- **Short task**
Produce the listing below again, exactly as shown.

— Begin Records for processing —

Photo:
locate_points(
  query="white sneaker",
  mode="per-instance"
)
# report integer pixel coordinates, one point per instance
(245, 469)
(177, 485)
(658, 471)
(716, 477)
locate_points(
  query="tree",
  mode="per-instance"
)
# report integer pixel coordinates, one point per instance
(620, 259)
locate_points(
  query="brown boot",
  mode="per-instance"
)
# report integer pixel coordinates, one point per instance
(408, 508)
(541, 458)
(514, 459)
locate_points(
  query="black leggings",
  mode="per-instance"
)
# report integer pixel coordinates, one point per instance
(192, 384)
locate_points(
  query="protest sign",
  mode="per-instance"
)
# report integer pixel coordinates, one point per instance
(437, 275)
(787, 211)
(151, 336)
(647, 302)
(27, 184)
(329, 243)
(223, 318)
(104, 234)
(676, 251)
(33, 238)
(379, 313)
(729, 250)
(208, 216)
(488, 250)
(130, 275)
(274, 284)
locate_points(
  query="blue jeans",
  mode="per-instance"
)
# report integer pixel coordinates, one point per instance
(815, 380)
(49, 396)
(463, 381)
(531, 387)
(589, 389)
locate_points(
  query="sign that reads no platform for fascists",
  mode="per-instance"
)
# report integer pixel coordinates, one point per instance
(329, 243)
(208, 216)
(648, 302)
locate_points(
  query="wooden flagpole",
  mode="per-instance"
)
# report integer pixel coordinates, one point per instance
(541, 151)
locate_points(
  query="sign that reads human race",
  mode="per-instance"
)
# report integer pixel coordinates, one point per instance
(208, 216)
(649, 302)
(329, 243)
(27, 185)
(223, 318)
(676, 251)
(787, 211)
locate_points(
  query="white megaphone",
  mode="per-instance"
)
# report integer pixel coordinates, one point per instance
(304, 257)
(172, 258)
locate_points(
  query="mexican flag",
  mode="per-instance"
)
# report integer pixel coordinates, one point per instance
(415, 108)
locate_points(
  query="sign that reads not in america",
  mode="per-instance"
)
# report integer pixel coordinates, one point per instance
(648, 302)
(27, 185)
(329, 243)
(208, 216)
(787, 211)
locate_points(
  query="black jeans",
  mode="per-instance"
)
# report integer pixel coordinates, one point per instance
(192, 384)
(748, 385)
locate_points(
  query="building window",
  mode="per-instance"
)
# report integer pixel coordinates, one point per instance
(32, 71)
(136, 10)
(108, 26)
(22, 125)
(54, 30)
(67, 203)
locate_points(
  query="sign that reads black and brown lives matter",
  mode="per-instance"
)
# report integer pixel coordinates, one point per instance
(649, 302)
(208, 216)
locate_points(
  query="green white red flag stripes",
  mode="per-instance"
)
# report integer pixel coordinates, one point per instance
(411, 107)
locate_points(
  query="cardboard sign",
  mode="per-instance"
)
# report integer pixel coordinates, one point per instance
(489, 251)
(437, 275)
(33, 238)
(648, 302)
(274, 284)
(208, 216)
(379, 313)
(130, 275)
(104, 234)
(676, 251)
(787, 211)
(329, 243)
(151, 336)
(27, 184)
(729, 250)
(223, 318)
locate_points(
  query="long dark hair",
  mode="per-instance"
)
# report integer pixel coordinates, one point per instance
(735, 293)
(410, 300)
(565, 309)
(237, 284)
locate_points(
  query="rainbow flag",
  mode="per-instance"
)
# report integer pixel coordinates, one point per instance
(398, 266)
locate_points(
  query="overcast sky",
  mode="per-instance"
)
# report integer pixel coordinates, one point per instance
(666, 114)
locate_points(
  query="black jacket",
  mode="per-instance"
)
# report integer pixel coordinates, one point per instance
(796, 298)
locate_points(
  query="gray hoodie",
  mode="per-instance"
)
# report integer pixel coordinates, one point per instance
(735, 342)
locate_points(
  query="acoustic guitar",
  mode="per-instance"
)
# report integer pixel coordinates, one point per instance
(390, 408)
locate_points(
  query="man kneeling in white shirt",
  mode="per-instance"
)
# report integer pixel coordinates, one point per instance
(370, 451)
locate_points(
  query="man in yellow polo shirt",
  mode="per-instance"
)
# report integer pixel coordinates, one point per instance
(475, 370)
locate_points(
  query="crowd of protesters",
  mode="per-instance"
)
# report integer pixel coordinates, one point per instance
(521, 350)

— End Records for processing —

- **Finished exercise**
Photo:
locate_points(
  query="white sneaker",
  mode="per-instance"
)
# report integer pixel coordinates, one point per instance
(245, 469)
(177, 485)
(658, 471)
(716, 477)
locate_points(
  query="tree",
  mode="per-instance"
)
# report integer pixel coordinates, one point per instance
(620, 259)
locate_points(
  query="brown boot",
  mode="per-instance"
)
# report integer pixel coordinates, one point per instance
(408, 508)
(541, 458)
(514, 459)
locate_points(
  query="black leggings",
  mode="per-instance"
)
# report integer pixel coordinates, one point per instance
(192, 384)
locate_points(
  query="protest sign",
  mode="per-instance"
)
# report integer pixel coordinates, one point per instance
(437, 275)
(787, 211)
(151, 336)
(647, 302)
(27, 184)
(329, 243)
(223, 318)
(104, 234)
(676, 251)
(33, 238)
(379, 313)
(729, 250)
(208, 216)
(488, 250)
(130, 275)
(274, 284)
locate_points(
  query="blue jeans",
  mode="per-instance"
)
# report integer pixel coordinates, one point per instance
(815, 380)
(49, 396)
(463, 381)
(531, 387)
(589, 389)
locate_points(
  query="sign that reads no platform for fascists",
  mode="per-instance"
)
# report integer pixel coordinates, one point per instance
(329, 243)
(208, 216)
(648, 302)
locate_points(
  query="wooden flagpole",
  mode="per-instance"
)
# report integer pixel coordinates, one point per instance
(541, 151)
locate_points(
  query="sign that reads human race",
  mode="per-instance"
)
# report integer pixel coordinates, one point per instance
(208, 216)
(649, 302)
(329, 243)
(27, 185)
(223, 318)
(676, 251)
(787, 211)
locate_points(
  query="white megaphone",
  mode="per-instance"
)
# report integer pixel coordinates, one point per instance
(304, 257)
(172, 258)
locate_points(
  query="mexican flag",
  mode="per-instance"
)
# report integer pixel coordinates, one point per instance
(415, 108)
locate_points(
  query="sign that reads not in america",
  mode="per-instance"
)
# report integer pixel coordinates, one point per instance
(648, 302)
(27, 185)
(329, 243)
(208, 216)
(787, 211)
locate_points(
  query="black jeans",
  mode="per-instance"
)
# report integer pixel coordinates, one point per instance
(192, 384)
(748, 385)
locate_points(
  query="building window",
  mode="per-instance"
)
# report integer pixel coordinates, one point per instance
(32, 71)
(136, 10)
(108, 26)
(22, 125)
(54, 30)
(67, 203)
locate_points(
  query="sign that reads black and brown lives matter",
  mode="per-instance"
)
# report integer pixel coordinates, one point per instance
(649, 302)
(208, 216)
locate_points(
  query="green white red flag stripes",
  mode="per-instance"
)
# report integer pixel coordinates, one point per instance
(411, 107)
locate_points(
  query="cardboard sign",
  mode="per-instance"
)
# report integer pixel coordinates, one point per instance
(489, 251)
(437, 275)
(33, 238)
(648, 302)
(274, 284)
(208, 216)
(379, 313)
(130, 275)
(104, 234)
(676, 251)
(787, 211)
(329, 243)
(151, 336)
(27, 184)
(729, 250)
(223, 318)
locate_points(
  query="long dark hair",
  mode="per-instance"
)
# report integer pixel coordinates, one point per instance
(735, 293)
(410, 300)
(565, 309)
(237, 284)
locate_points(
  query="rainbow flag",
  mode="per-instance"
)
# report integer pixel coordinates, one point per instance
(398, 266)
locate_points(
  query="overcast sky",
  mode="per-instance"
)
# report integer pixel coordinates, one point per instance
(666, 114)
locate_points(
  query="black jacket",
  mode="per-instance"
)
# report integer pixel coordinates, one point per instance
(796, 298)
locate_points(
  query="gray hoodie",
  mode="per-instance"
)
# report integer pixel coordinates, one point per instance
(735, 342)
locate_points(
  query="acoustic guitar",
  mode="per-instance"
)
# report integer pixel coordinates, one point per instance
(390, 408)
locate_points(
  query="man kneeling in white shirt",
  mode="per-instance"
)
# report integer pixel coordinates, one point per instance
(370, 451)
locate_points(
  query="man in yellow polo shirt",
  mode="per-instance"
)
# report integer pixel coordinates, one point per instance
(475, 370)
locate_points(
  query="crowd of protesters",
  mode="per-instance"
)
# report integer pixel coordinates, one point per instance
(521, 350)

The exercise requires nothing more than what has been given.